◆ Testo riportato ◆
____________________

Lo Stato che ha potenziato il suo intervento militare e diplomatico in Siria non è la Francia ma la Russia. Quindi, se si organizza una nuova coalizione, dichiarata o ufficiosa, e se ci si avvia verso una composizione politica della questione siriana, l'imperialismo francese vuole essere presente per poter difendere i propri interessi. Questa è la vera ragione dell'intervento militare francese, anche se concretamente questo incida ben poco.

Se i mass media hanno presentato il potenziamento militare russo in Siria come una sorpresa, non era di certo tale per i dirigenti delle grandi potenze, a cominciare dagli Stati Uniti. Far passare per settimane, attraverso lo stretto del Bosforo, decine di navi militari in transito dal Mar Nero alla base russa di Tartus, situata sulla costa mediterranea della Siria, inviare decine di caccia e bombardieri sull'aeroporto di Lattaquia a nord di Tartus, evidentemente non è stato possibile senza che i servizi d'informazione americani, di certo avvisati in anticipo, lo sapessero o lo avessero approvato.

____________________

[Dati di etichettatura delle coordinate]

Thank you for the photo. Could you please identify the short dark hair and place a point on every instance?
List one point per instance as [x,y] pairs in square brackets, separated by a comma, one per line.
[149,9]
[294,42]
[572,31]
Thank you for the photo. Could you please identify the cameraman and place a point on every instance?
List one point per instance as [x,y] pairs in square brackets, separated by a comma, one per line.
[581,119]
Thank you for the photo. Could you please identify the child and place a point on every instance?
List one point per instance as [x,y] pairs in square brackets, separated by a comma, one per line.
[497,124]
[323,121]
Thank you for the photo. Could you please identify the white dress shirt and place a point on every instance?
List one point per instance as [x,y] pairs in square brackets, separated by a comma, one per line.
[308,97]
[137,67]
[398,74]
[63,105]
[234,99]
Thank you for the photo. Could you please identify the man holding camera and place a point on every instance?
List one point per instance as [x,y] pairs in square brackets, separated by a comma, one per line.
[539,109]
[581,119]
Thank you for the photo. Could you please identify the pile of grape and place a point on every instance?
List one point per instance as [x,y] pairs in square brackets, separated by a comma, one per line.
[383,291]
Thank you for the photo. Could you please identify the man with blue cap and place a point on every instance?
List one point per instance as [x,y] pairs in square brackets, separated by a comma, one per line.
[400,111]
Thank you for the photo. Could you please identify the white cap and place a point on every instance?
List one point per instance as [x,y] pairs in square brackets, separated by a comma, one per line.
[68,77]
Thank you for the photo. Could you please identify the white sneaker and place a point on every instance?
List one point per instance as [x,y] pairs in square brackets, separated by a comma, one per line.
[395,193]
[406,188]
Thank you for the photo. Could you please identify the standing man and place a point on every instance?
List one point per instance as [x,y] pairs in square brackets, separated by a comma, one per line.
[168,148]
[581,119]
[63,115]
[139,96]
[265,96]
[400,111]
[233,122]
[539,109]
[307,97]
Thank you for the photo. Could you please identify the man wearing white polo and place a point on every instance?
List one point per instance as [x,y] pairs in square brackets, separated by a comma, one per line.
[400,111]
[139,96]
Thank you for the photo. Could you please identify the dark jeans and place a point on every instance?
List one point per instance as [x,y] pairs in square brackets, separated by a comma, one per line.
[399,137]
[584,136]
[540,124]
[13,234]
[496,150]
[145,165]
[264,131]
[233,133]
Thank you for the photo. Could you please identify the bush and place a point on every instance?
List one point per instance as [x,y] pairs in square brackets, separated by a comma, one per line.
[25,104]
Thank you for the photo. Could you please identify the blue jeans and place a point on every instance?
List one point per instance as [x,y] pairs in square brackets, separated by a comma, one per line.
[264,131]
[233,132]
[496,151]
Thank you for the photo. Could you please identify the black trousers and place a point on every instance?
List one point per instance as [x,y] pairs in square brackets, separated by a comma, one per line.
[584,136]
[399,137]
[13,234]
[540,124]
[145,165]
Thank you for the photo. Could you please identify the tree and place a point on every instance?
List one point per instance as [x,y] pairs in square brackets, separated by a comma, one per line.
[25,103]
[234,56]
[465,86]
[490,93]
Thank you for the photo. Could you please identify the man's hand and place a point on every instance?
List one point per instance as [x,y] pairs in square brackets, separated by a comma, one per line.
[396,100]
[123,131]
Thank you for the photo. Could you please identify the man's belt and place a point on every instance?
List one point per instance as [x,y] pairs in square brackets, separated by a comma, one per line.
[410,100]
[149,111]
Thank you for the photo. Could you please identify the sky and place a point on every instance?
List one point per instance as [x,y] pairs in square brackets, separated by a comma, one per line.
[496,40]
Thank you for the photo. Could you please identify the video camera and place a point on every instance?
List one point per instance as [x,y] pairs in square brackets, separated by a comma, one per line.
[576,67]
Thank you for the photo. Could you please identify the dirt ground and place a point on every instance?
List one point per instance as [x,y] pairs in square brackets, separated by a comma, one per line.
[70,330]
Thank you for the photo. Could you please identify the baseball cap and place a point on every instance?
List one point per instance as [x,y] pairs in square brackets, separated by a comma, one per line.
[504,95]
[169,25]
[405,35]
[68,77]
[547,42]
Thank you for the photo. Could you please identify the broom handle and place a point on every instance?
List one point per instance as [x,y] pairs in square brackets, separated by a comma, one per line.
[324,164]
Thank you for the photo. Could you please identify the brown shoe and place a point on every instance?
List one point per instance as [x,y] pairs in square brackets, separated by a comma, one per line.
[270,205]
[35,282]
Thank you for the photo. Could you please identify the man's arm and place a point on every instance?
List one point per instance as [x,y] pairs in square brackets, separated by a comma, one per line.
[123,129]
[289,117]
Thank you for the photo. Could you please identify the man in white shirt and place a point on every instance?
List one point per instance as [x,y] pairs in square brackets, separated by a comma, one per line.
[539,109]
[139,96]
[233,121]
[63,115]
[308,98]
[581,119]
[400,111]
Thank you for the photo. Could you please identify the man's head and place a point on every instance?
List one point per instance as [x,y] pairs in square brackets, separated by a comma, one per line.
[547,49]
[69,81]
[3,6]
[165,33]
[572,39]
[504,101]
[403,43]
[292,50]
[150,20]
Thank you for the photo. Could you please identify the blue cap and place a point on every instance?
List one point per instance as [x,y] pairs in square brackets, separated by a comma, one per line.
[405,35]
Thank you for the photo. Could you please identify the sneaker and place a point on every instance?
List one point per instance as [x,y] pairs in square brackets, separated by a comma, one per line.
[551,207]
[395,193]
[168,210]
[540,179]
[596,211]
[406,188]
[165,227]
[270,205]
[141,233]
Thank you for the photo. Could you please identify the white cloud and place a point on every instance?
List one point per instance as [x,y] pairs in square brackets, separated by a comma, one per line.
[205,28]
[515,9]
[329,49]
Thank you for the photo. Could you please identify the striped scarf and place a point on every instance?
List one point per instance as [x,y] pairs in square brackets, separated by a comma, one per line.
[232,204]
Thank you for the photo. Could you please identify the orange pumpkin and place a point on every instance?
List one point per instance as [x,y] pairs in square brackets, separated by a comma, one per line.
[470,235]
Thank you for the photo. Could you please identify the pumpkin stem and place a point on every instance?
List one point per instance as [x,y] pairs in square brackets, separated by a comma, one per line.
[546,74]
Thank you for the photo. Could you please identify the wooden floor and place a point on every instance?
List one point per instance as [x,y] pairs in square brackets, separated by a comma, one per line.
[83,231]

____________________

◆ Compito assegnato ◆
Rispondi a queste domande sul testo relativo alla Siria:
1. Quale Stato ha potenziato il suo intervento militare e diplomatico in Siria?
2. Dove si trova la base russa di Tartus?
3. Su quale aeroporto sono stati inviati decine di caccia e bombardieri?

◆ Risposta al compito ◆
1. La Russia.
2. Sulla costa mediterranea della Siria.
3. Sull'aeroporto di Lattaquia, a nord di Tartus.